EXERCISE INPUT Block Start

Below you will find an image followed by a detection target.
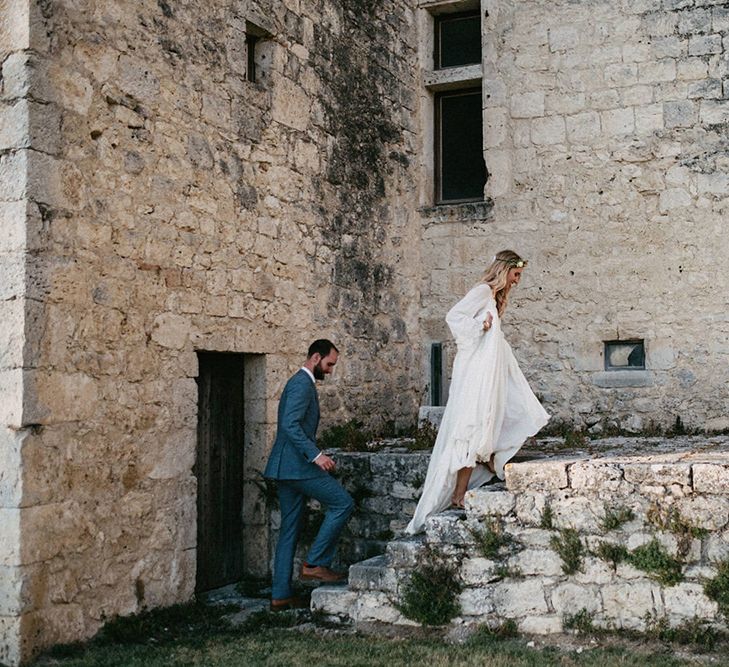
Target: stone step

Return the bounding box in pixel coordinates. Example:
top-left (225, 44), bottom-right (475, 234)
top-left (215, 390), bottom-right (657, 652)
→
top-left (425, 510), bottom-right (474, 546)
top-left (385, 535), bottom-right (426, 568)
top-left (310, 585), bottom-right (358, 621)
top-left (465, 485), bottom-right (516, 519)
top-left (348, 555), bottom-right (400, 593)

EXERCISE INPUT Block End

- _WHAT YOU HAVE TO DO_
Without the pictures, restate each entry exactly.

- _REPLY TO THE EXERCISE_
Below you will find an image followed by a detection target.
Target: stone step

Return the bounding box in pixel coordinates. Example:
top-left (225, 44), bottom-right (475, 234)
top-left (215, 390), bottom-right (657, 652)
→
top-left (425, 510), bottom-right (474, 546)
top-left (385, 535), bottom-right (426, 568)
top-left (310, 585), bottom-right (358, 621)
top-left (465, 485), bottom-right (516, 519)
top-left (348, 555), bottom-right (400, 593)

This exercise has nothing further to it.